(Records from a dataset)
Content starts
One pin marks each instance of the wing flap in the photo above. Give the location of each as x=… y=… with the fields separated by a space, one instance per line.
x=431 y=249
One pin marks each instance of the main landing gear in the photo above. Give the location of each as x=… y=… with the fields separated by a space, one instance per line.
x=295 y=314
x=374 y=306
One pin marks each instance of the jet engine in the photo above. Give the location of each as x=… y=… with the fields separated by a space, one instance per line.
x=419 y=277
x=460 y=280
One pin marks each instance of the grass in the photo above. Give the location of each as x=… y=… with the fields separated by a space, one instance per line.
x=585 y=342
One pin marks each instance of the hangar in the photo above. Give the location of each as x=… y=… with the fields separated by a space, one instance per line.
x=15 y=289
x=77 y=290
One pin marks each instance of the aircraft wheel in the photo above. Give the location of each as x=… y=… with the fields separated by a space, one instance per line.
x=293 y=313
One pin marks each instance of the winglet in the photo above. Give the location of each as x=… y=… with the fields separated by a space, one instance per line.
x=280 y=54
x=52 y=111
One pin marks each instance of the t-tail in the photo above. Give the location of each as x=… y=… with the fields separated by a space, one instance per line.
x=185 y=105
Content ends
Requirement: Transcribe all of the data above, character for character.

Written response:
One pin marks each instance of the wing flap in the photo above. Give the location of each as x=… y=… with the fields separated by a space, one instance per line.
x=431 y=249
One pin marks each instance of the main landing gear in the photo above. Give the location of each as x=… y=… with the fields separated by a space, one instance per line.
x=295 y=314
x=374 y=306
One pin marks each instance of the jet engine in the photo above. Give the location of each as x=… y=… with the fields separated by a space, one instance per line.
x=419 y=277
x=460 y=280
One pin marks each instance of the grass in the photo above. Give the location of each as x=… y=… with the fields separated by a space, one instance per line.
x=585 y=342
One pin marks each instance of the hangar in the photo above. Give the location of each as x=… y=… with the fields separated by a space, one instance per line.
x=15 y=289
x=77 y=290
One pin marks each instance of the aircraft wheel in the photo above. Give the location of each as x=… y=… with the fields separated by a space, one instance per line.
x=293 y=313
One pin marks each instance of the winglet in the photo above. Give the location of each as x=… y=… with the fields separated by a space, one instance per line.
x=280 y=54
x=52 y=111
One pin marks each instance of the t-tail in the photo above. Give the location of each as x=… y=… with the fields separated by a space, one instance per line.
x=185 y=105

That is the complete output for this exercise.